[Page text]
Iraq attack kills US troops

A roadside bomb in the northern Iraqi city of Mosul has left at least two American soldiers dead and two others wounded.

    US soldiers question an Iraqi civilian at a checkpoint in Iraq

    The explosion, the latest to target occupation forces, was detonated as a convoy of US vehicles drove past.

    A traffic policeman and another witness said the Americans were travelling in civilian clothes in two unmarked vehicles, which were both damaged by two simultaneous blasts at a main square in the city centre.

    Iraqi police sealed off the area following the explosions, said
    Assad Mohammed Hussein, 55.

    "Two 101st Airborne Division (Air Assault) soldiers were killed
    and two were wounded in an improvised explosive device attack," the division said in a statement.

    The attack occurred at about 07:30 (04:30 GMT) in Mosul, which lies 370km north of Baghdad.

    Early on Saturday, witnesses also reported an oil pipeline ablaze 15km north of Saddam Hussein's hometown of Tikrit.

    Sabotage to pipelines and the decayed state of the infrastructure have hampered attempts to rehabilitate the shattered oil industry.

    Day of resistance 

    Many people stayed off the streets, schools were closed, and traffic remained lighter than usual as rumours circulated of a "day of resistance".

    It was unclear where the rumours originated but US authorities had asked their citizens to take extra precautions for today's six-month anniversary of President Bush's announcement that major combat had ended.

    "'s paralysis proves that the Americans are so far failing to protect and rebuild Iraq." 

    Abu Omar, businessman

    Many Baghdadis blamed the slowdown on leaflets they had heard about but not seen or alleged messages given by Saddam Hussein.

    "People are very tense, very jumpy, especially since the attacks are killing civilians and military, Iraqis, Americans and foreigners alike. Bomb scares are even reported in schools and mosques," said businessman Omar Ahmad.

    "Saddam Hussein or others may want to hurt Iraq with bombings and rumours, but today's paralysis proves that the Americans are so far failing to protect and rebuild Iraq."


    Overnight attacks

    Overnight, four Iraqi policemen were wounded in two attacks against patrols, AFP reported police as saying. 

    "A pickup transporting a police patrol came under automatic
    rifle fire around in the Al-Mujmwa area, north of Mosul," according to a policemen who asked not to be named.

    "Three policemen were wounded and the attackers fled," he said.

    A second attack occurred at 06:30 (03:30 GMT) on Saturday in the Beni Yunes area," the officer said, adding that one policeman was seriously wounded.

    Casualties mounting

    Bush is feeling the heat over his
    Iraq policy

    The number of American soldiers to have died in Iraq since President Bush declared the war to be over in May now exceeds the number of soldiers who were killed during the war to oust Saddam Hussein.

    Over 120 troops have now died in Iraq since the end of the war. According to Pentagon figures, 114 soldiers were killed in combat during war in the months of March and April.

    More than 1500 soldiers have been wounded, and according to some press reports 6000 American servicemen have been evacuated from Iraq for medical reasons since the beginning of the war.


    With the number of American casualties rising on an almost daily basis, President Bush is coming under increasing criticism from political commentators, sections of the American media and the public.

    Last week former American secretary of state, Madeleine Albright said that she regretted American activity in Iraq, and that President Bush should have focused his ''war on terror'' on Afghanistan before tackling Iraq.

    The Bush administration claims that the media is only concentrating on the bad news coming out of Iraq, and that the occupation coalition is winning its battle to bring peace and stability to the country.

    However, with bomb attacks becoming more frequent and non governmental agencies pulling out and reducing their operations in the country, the White House is finding it difficult to convince its critics.

[Brief]
Translate this sentence from the article on the Mosul attack into Spanish: "The attack occurred at about 07:30 (04:30 GMT) in Mosul, which lies 370km north of Baghdad." The entries after the article on the Mosul attack are separate material with no connection to it.

[Listed entries]
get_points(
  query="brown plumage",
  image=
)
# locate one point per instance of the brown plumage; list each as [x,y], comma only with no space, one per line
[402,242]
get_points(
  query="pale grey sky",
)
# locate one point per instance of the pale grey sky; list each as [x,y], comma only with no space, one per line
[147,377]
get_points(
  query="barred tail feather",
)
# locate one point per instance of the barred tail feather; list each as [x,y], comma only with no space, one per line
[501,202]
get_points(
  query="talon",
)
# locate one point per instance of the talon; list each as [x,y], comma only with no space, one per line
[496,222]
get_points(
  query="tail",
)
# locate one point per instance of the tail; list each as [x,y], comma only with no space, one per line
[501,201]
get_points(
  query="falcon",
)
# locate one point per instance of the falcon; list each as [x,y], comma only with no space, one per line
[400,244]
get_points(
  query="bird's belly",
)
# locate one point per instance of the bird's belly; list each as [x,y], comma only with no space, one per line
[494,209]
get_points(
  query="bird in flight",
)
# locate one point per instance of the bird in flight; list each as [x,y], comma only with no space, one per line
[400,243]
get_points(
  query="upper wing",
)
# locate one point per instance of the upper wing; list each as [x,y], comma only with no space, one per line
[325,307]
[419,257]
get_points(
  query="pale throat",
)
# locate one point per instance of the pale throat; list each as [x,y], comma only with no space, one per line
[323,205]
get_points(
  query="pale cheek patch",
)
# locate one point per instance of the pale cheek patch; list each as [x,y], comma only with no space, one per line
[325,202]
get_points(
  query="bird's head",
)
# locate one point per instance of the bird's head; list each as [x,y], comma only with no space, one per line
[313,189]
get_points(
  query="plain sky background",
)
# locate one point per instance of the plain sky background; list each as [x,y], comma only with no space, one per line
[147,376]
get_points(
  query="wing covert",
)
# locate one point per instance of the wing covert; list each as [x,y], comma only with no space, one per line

[Result of this exercise]
El ataque ocurrió alrededor de las 07:30 (04:30 GMT) en Mosul, que se encuentra a 370 km al norte de Bagdad.